L’ouvrage est enrichi par un glossaire des notions de linguistique employées, ainsi que par des annexes contenant la transcription des discours politiques du corpus et les références des articles de presse du corpus journalistique.

*TRAVAIL DEMANDÉ*. Recopiez le passage du texte fourni qui commence aux mots « L’ouvrage est enrichi » et s'arrête après « du corpus journalistique. », en remplaçant « glossaire » par « lexique ».

*DONNÉES FOURNIES*.

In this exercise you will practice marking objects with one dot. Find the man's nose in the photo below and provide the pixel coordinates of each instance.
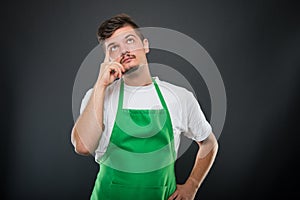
(124, 49)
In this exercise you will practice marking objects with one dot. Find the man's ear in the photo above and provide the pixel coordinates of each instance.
(146, 45)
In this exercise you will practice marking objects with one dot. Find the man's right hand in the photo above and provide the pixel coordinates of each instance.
(109, 71)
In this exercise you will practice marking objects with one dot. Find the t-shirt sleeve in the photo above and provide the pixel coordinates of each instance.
(85, 100)
(198, 128)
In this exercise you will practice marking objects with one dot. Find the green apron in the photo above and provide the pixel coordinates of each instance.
(139, 161)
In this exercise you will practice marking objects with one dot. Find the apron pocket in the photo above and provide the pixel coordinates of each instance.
(128, 192)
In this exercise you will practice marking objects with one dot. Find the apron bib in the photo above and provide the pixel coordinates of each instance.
(140, 157)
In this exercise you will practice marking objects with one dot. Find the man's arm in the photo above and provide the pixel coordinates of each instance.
(205, 158)
(89, 126)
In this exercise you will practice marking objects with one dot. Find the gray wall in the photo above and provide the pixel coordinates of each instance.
(255, 45)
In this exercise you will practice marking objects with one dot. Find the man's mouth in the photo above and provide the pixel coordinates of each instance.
(127, 59)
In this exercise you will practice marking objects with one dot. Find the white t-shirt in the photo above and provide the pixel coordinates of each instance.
(185, 112)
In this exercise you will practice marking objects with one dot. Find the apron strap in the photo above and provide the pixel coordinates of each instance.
(121, 95)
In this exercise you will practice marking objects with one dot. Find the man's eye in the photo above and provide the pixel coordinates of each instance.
(114, 48)
(130, 41)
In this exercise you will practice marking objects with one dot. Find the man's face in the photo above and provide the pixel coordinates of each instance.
(126, 47)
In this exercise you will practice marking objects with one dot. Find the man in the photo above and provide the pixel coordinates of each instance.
(132, 123)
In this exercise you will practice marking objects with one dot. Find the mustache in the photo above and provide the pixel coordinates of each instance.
(126, 56)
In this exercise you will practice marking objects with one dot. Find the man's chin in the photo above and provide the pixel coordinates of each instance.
(131, 69)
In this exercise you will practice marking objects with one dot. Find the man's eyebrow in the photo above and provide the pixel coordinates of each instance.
(127, 36)
(110, 44)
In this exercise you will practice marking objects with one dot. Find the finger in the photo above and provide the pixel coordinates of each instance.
(106, 59)
(115, 71)
(119, 65)
(173, 195)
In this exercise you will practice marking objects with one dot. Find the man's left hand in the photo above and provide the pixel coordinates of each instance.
(186, 191)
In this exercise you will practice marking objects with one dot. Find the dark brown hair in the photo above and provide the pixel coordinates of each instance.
(108, 27)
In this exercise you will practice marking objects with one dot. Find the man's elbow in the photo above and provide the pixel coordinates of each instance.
(79, 147)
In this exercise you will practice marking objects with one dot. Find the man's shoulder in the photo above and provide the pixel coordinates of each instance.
(166, 85)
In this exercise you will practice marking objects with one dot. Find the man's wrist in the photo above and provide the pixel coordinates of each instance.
(193, 182)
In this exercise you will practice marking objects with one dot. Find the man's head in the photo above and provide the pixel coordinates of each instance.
(108, 27)
(122, 40)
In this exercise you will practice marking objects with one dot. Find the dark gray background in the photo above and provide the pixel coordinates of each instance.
(255, 45)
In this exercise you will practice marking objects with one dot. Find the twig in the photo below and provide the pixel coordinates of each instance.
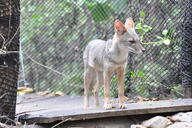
(53, 70)
(3, 95)
(3, 38)
(11, 38)
(61, 122)
(9, 21)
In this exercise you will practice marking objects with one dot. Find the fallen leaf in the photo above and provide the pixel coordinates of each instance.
(24, 90)
(42, 93)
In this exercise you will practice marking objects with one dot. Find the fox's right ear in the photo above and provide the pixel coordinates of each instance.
(129, 23)
(119, 27)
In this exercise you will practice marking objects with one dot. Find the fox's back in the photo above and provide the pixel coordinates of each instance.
(95, 52)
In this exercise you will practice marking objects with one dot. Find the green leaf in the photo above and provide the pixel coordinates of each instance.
(165, 32)
(142, 14)
(119, 6)
(159, 37)
(100, 11)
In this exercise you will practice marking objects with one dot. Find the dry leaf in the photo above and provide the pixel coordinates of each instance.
(126, 98)
(24, 90)
(59, 93)
(42, 93)
(141, 99)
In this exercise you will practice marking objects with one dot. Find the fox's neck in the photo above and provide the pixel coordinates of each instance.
(117, 52)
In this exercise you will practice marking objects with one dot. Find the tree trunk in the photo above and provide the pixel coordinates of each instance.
(9, 60)
(186, 52)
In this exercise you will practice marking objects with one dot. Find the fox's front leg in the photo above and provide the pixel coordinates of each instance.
(121, 80)
(107, 99)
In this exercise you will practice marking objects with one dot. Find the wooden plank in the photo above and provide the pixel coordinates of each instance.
(71, 108)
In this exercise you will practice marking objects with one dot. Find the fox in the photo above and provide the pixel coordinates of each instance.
(102, 58)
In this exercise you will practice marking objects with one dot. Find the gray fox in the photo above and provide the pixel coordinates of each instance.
(102, 58)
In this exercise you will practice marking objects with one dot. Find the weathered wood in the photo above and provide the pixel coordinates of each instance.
(46, 109)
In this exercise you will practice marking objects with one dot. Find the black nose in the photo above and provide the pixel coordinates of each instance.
(143, 50)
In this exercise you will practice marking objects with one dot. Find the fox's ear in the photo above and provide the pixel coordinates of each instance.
(129, 23)
(119, 27)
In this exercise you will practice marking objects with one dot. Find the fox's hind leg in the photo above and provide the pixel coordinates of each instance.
(88, 80)
(98, 81)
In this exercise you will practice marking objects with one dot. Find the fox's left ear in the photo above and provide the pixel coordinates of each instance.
(129, 23)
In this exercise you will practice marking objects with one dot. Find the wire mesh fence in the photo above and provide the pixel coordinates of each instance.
(54, 35)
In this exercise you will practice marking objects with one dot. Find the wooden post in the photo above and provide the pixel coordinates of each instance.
(186, 52)
(9, 58)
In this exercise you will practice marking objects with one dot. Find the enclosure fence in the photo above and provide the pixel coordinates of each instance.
(54, 34)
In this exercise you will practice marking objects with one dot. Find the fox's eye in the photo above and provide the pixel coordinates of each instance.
(132, 41)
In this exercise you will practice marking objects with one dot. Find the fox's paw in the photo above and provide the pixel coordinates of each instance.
(86, 106)
(122, 105)
(108, 106)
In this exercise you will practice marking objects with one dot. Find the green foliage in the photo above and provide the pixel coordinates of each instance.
(100, 11)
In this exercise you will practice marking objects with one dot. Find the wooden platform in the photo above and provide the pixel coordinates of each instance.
(47, 109)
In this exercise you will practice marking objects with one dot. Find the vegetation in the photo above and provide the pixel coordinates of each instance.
(55, 33)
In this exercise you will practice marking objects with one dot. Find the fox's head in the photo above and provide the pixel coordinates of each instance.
(127, 36)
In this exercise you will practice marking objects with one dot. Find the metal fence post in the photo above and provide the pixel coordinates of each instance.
(9, 58)
(186, 52)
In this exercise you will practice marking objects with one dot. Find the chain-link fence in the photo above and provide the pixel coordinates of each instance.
(9, 58)
(54, 34)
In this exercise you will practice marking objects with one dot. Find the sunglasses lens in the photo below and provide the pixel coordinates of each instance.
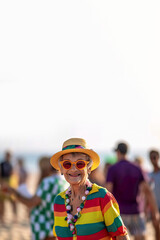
(66, 165)
(80, 164)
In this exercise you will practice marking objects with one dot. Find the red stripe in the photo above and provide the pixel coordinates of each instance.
(103, 233)
(120, 231)
(67, 238)
(108, 198)
(59, 207)
(92, 203)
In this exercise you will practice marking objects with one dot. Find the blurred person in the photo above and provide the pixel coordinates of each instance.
(22, 178)
(84, 210)
(41, 204)
(124, 180)
(155, 184)
(45, 168)
(6, 176)
(97, 176)
(109, 161)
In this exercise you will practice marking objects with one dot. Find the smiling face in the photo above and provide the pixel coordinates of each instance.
(73, 175)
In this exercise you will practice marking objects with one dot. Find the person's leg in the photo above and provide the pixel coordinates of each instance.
(156, 225)
(50, 238)
(1, 210)
(14, 207)
(140, 237)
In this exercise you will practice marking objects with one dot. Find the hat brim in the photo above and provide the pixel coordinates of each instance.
(93, 155)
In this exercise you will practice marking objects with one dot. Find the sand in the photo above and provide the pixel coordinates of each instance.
(20, 229)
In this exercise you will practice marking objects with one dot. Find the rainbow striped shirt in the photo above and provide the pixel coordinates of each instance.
(100, 218)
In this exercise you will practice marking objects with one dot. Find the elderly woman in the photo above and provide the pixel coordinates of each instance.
(84, 210)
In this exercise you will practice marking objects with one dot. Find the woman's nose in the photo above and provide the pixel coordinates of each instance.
(73, 166)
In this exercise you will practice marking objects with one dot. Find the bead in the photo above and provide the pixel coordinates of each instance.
(68, 207)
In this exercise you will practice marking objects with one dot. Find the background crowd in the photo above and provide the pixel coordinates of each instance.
(135, 188)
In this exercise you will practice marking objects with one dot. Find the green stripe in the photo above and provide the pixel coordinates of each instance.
(59, 200)
(100, 194)
(87, 229)
(115, 225)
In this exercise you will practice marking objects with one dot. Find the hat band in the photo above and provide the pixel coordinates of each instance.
(72, 147)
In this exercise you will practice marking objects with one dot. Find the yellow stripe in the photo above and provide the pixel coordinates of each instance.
(60, 214)
(59, 221)
(108, 205)
(110, 215)
(91, 217)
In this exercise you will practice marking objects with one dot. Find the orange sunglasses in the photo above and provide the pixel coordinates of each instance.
(80, 164)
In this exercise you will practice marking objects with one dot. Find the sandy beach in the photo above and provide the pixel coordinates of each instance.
(20, 229)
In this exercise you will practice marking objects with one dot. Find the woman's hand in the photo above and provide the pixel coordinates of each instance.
(126, 237)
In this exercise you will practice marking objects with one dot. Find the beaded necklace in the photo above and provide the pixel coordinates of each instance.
(71, 220)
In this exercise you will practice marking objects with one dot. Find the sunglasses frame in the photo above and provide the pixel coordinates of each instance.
(75, 163)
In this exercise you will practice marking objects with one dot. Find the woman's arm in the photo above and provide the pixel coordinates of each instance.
(126, 237)
(29, 202)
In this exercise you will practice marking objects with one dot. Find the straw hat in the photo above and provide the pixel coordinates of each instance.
(75, 145)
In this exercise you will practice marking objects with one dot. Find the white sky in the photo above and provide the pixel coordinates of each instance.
(86, 69)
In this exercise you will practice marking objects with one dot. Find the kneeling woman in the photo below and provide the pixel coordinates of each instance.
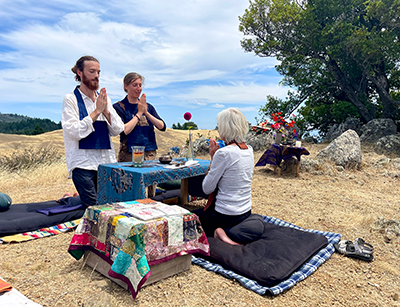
(229, 177)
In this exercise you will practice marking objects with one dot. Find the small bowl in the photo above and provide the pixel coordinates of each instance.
(165, 159)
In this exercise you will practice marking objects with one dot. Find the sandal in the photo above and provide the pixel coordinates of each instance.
(353, 251)
(365, 247)
(341, 246)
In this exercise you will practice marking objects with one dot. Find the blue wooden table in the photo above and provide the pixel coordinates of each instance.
(121, 182)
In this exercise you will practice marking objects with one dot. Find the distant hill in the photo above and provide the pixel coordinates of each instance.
(20, 124)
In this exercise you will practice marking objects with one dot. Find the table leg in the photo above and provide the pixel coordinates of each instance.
(184, 190)
(279, 170)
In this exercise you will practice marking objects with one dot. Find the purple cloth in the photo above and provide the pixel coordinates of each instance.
(276, 153)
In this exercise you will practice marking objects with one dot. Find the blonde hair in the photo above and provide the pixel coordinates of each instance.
(131, 77)
(232, 125)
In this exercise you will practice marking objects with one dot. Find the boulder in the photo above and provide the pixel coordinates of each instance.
(344, 151)
(337, 129)
(388, 145)
(376, 129)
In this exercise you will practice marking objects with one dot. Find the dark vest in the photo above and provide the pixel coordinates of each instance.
(99, 138)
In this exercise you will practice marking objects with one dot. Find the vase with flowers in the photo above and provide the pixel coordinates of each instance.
(190, 152)
(284, 129)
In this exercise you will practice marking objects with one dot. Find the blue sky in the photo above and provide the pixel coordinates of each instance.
(188, 51)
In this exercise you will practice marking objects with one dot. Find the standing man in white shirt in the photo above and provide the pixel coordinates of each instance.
(88, 120)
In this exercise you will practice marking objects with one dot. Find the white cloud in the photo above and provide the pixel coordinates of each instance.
(189, 51)
(219, 106)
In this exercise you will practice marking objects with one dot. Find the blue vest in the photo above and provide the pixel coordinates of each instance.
(99, 138)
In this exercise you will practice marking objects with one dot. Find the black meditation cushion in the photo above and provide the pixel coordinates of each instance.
(272, 258)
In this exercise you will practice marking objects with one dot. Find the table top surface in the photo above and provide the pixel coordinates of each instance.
(154, 165)
(123, 182)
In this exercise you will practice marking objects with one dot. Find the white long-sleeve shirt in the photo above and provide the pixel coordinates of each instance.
(75, 129)
(232, 171)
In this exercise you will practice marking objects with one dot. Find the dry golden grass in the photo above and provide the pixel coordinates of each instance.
(344, 202)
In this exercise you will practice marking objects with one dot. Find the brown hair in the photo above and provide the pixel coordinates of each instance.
(80, 65)
(130, 77)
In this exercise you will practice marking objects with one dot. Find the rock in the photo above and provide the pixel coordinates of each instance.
(381, 162)
(388, 145)
(396, 163)
(376, 129)
(339, 168)
(336, 130)
(344, 151)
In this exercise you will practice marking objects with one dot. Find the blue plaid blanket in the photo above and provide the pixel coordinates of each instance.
(304, 271)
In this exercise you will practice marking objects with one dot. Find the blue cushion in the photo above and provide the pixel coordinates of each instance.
(5, 202)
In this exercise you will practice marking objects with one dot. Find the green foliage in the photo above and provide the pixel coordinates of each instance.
(332, 53)
(28, 126)
(30, 158)
(185, 126)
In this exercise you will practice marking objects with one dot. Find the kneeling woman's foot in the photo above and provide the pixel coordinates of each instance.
(220, 234)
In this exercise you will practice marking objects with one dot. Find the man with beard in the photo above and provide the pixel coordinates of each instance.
(88, 120)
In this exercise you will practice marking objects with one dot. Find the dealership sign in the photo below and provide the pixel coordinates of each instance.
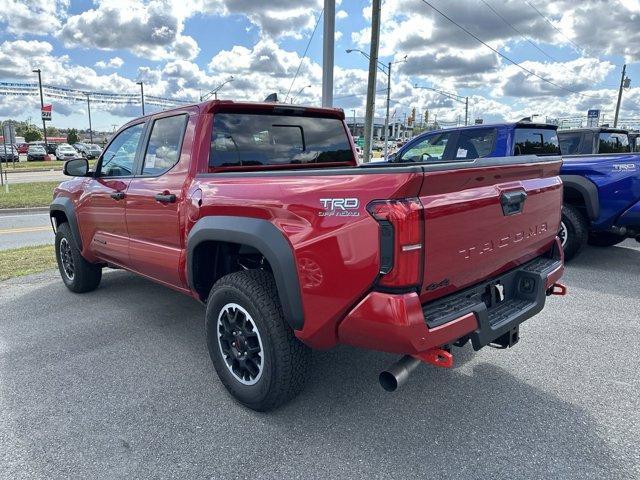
(46, 112)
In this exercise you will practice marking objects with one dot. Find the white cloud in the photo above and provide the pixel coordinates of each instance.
(32, 17)
(115, 62)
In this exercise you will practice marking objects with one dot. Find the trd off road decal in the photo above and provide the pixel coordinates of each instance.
(339, 207)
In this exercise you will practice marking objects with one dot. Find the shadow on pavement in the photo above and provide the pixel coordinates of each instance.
(118, 383)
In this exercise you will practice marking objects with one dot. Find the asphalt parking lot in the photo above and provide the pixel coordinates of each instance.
(118, 383)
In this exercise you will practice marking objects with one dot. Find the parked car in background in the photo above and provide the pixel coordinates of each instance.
(66, 152)
(80, 148)
(91, 151)
(51, 148)
(37, 153)
(601, 176)
(9, 153)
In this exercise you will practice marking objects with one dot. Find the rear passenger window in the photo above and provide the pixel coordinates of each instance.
(536, 141)
(475, 143)
(431, 149)
(165, 142)
(611, 142)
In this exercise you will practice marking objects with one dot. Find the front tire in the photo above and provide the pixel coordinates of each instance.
(253, 349)
(573, 231)
(78, 275)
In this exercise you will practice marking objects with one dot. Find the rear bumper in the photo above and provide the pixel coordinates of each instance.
(400, 324)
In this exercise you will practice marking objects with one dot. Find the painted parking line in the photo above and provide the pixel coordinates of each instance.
(24, 230)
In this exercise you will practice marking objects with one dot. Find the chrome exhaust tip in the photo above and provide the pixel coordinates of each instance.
(397, 374)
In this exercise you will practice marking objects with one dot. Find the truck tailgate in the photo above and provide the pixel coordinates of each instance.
(485, 218)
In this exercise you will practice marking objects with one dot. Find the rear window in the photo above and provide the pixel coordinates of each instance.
(611, 142)
(570, 143)
(536, 141)
(475, 143)
(244, 139)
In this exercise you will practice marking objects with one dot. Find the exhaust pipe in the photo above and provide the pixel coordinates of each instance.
(397, 374)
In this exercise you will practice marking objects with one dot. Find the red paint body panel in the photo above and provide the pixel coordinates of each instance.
(337, 257)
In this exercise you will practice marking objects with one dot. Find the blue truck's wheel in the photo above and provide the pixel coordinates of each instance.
(254, 351)
(573, 231)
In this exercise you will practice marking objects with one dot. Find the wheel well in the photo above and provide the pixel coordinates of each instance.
(574, 197)
(213, 260)
(59, 216)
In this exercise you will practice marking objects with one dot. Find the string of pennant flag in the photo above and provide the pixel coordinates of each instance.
(69, 94)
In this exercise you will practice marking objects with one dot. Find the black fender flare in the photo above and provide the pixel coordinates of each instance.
(587, 189)
(266, 238)
(65, 205)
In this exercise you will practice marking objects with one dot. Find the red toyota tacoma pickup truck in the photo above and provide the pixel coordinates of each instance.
(261, 211)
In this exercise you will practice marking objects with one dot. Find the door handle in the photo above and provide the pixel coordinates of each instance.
(165, 198)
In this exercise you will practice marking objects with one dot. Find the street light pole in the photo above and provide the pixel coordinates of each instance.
(89, 110)
(142, 95)
(328, 46)
(299, 92)
(354, 121)
(386, 118)
(376, 6)
(615, 120)
(466, 111)
(214, 92)
(44, 123)
(452, 96)
(386, 69)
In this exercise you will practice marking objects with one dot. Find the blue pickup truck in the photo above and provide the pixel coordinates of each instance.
(600, 173)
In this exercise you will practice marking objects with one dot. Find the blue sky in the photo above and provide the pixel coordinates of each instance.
(179, 48)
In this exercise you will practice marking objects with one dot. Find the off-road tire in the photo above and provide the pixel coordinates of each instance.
(86, 276)
(605, 239)
(576, 231)
(285, 360)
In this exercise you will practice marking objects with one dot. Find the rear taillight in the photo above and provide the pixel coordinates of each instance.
(401, 241)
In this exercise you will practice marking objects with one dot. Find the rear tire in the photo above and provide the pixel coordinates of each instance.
(605, 239)
(78, 275)
(573, 231)
(244, 315)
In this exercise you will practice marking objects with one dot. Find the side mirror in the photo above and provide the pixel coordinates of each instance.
(78, 167)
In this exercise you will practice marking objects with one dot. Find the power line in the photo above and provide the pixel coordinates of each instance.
(524, 37)
(503, 55)
(304, 55)
(576, 48)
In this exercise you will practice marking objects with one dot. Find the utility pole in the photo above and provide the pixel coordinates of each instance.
(89, 110)
(44, 123)
(371, 84)
(466, 111)
(354, 121)
(328, 45)
(142, 95)
(622, 85)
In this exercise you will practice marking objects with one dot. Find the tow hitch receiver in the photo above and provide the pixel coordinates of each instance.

*RÉPONSE AU PROBLÈME*.
L’ouvrage est enrichi par un lexique des notions de linguistique employées, ainsi que par des annexes contenant la transcription des discours politiques du corpus et les références des articles de presse du corpus journalistique.